__Task goal__
Resume the news report on Iran's Ghadr missile and the UN nuclear dispute, starting right after its final sentence.

__Text excerpt__
--------

On the eve of his departure from Tehran, the Iranian military yesterday showed off a new long-range ballistic missile called the Ghadr - Farsi for "power".
"Military aggression against Iran is no longer a case of 'you hit and you run away'," said supreme leader Ayatollah Ali Khamenei. "Anyone who launches an aggression will seriously suffer the consequences of this aggression."
In a speech marking the event, Ahmadinejad shrugged off US and regional concerns about Iran's more assertive role, saying: "Iran is an influential power in the region and the world should know that this power has always served peace, stability, brotherhood and justice."
But with the Iranian leader expected to arrive in New York today for the annual meeting of the 192-member assembly, diplomats said that his visit was likely to raise the temperature yet again in the debate surrounding international moves to curb Iran's nuclear enrichment programme.
Members of the UN security council have been informally consulting on the possibility of a new and tougher resolution in the wake of Iran's refusal to abandon its ambitions to produce enriched uranium.
Last week, the French Foreign Minister, Bernard Kouchner, warned the Iranians that if diplomatic efforts failed to dissuade Iran from becoming a nuclear power, then war was a possibility.
The British Foreign Secretary, David Miliband, played down that prospect, and interpreted Kouchner's remarks as a move to convey to Iran "the depth of feelings" about "the dangers of setting off a nuclear arms race in the Middle East".

--------

__Dataset excerpts__
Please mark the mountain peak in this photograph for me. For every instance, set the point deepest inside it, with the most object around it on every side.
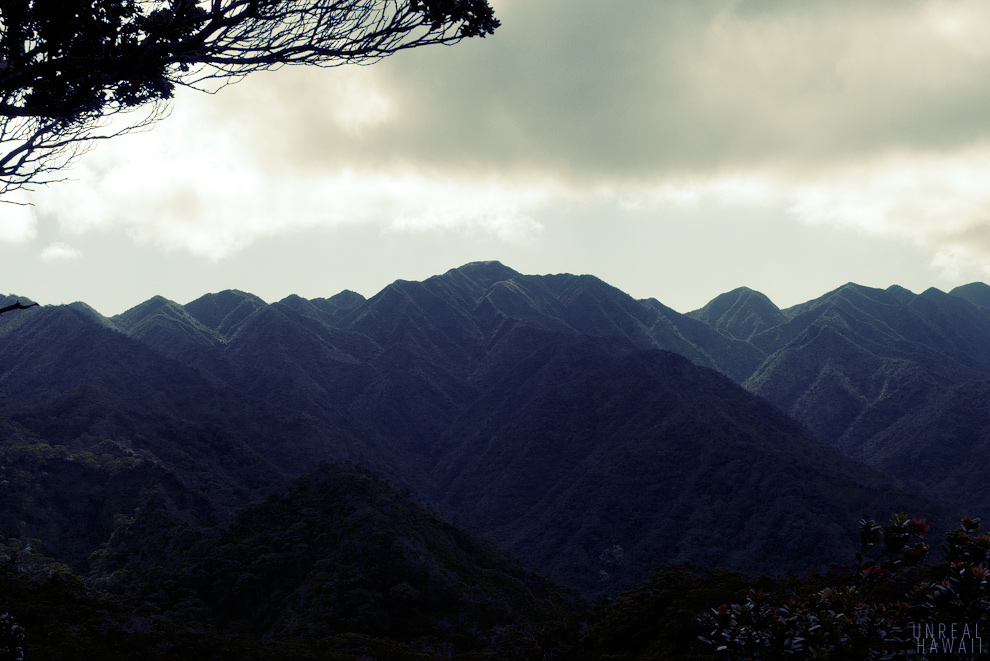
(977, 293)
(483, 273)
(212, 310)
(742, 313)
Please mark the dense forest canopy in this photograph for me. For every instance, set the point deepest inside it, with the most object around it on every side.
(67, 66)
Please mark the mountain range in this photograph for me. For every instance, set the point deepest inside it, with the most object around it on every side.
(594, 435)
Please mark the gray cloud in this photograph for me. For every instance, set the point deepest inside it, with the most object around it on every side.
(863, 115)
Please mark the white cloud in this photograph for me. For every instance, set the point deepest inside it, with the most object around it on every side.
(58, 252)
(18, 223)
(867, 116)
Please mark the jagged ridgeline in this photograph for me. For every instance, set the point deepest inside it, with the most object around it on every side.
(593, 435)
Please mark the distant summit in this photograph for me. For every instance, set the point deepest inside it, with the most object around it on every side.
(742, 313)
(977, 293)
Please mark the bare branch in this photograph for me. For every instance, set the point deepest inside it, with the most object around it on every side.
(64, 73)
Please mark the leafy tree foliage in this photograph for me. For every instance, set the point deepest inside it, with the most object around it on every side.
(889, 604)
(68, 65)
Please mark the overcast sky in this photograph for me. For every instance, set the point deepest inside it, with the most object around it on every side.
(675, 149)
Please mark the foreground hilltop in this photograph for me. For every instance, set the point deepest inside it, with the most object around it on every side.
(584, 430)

--------

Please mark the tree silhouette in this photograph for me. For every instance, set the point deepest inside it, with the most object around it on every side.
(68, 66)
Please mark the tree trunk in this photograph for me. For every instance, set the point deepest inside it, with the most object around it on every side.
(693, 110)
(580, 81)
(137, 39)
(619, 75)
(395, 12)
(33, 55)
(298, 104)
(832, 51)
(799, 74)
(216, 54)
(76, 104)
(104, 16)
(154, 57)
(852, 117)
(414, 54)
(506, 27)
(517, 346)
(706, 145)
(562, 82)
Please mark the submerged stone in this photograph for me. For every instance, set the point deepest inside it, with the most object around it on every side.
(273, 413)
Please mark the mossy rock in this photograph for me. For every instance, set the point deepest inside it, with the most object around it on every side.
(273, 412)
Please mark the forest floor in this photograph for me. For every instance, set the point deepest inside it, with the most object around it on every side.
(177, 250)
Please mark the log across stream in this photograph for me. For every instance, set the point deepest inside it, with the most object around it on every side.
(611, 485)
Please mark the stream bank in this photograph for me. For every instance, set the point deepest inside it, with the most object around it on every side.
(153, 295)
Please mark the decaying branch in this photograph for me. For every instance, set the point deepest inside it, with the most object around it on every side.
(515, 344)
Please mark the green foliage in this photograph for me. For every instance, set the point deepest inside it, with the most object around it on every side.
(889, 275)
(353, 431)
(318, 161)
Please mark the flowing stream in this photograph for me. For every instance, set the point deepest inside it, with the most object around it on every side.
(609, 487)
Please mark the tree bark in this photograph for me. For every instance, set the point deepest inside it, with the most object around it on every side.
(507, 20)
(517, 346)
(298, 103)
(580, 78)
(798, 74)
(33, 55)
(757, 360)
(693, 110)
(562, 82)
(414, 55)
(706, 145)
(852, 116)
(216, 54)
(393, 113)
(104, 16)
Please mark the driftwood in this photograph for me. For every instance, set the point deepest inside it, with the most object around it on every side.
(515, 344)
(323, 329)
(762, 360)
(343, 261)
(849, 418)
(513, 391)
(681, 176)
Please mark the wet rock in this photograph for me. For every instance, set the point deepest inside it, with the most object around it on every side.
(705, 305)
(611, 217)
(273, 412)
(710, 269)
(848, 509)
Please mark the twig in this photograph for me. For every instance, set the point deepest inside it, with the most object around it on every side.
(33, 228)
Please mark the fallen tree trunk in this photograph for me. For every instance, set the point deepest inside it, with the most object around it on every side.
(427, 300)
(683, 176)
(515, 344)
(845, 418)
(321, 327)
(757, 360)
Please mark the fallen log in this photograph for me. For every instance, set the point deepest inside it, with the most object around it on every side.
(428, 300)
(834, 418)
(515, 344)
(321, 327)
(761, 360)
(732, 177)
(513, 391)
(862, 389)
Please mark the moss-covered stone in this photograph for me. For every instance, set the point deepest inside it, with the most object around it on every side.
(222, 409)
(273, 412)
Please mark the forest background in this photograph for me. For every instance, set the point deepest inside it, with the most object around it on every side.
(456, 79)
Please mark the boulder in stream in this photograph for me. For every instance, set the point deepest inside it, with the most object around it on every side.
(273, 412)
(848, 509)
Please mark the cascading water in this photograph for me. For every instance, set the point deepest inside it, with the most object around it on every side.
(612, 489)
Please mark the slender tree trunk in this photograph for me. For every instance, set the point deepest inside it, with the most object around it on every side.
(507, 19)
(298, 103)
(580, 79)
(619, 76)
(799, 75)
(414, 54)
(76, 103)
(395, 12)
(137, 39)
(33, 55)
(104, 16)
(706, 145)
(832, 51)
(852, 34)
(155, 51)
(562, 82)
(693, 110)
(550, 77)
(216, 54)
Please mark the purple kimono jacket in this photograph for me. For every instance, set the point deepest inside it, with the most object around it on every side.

--------

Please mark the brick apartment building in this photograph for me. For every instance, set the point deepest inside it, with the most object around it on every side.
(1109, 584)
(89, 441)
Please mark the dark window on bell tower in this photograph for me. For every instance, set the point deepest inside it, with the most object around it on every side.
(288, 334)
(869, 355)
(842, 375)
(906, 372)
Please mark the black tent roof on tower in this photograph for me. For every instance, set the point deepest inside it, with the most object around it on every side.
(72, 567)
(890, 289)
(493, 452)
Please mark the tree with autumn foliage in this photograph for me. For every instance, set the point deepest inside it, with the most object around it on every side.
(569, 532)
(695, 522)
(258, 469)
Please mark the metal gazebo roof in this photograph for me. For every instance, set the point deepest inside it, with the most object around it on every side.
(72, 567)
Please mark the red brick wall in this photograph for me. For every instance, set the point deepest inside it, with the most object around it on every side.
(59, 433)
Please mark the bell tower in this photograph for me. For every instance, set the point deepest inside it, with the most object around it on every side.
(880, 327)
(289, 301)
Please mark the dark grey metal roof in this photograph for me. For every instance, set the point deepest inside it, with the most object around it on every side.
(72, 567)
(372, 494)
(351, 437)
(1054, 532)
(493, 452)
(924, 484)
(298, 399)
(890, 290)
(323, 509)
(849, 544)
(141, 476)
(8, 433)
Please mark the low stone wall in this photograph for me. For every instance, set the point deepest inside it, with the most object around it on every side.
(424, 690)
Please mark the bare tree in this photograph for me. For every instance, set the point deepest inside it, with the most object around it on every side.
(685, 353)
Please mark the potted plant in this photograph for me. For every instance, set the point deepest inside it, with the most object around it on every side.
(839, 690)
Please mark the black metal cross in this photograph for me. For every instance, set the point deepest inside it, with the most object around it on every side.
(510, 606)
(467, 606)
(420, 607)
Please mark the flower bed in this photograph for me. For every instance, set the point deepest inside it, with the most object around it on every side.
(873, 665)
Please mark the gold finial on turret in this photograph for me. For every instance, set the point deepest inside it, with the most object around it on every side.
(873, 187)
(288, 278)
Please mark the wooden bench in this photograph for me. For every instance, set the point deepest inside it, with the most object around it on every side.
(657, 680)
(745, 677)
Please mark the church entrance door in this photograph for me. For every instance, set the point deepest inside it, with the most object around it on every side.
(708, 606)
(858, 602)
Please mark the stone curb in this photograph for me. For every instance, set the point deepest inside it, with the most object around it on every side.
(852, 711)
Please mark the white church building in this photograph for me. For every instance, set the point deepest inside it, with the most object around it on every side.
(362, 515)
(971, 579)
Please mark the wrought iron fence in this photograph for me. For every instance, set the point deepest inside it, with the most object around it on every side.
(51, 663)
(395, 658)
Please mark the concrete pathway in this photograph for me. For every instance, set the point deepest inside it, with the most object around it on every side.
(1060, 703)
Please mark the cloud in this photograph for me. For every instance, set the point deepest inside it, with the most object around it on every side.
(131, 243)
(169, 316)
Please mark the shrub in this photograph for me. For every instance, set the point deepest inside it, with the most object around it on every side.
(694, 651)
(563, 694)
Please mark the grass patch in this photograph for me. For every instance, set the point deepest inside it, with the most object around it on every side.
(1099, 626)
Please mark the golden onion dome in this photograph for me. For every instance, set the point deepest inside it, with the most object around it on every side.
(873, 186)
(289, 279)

--------

__Answer section__
Miliband insisted that Britain and its EU allies were "100 per cent committed to a diplomatic solution". But when asked whether he thought the issue "will be solved by diplomatic means", he stopped short of saying yes.
He replied instead: "I think it can be solved by diplomatic means."
Ahmadinejad's visit has already sparked bitter opposition in New York. He has been forced to cancel plans to "pay respects to the American nation" at the Ground Zero site of the September 11 terror attack on the World Trade Centre, amid protests from relatives of some of the victims.
Columbia University is scheduled to play host to Ahmadinejad for a question-and-answer session with students - despite calls from a number of US presidential candidates for the school to cancel the event.
The university's president, Lee Bollinger, has said he will introduce the event with a "series of sharp challenges" to Ahmadinejad on issues ranging from his "denial of the Holocaust" and his "call for the destruction of the State of Israel" to Iranian nuclear ambitions.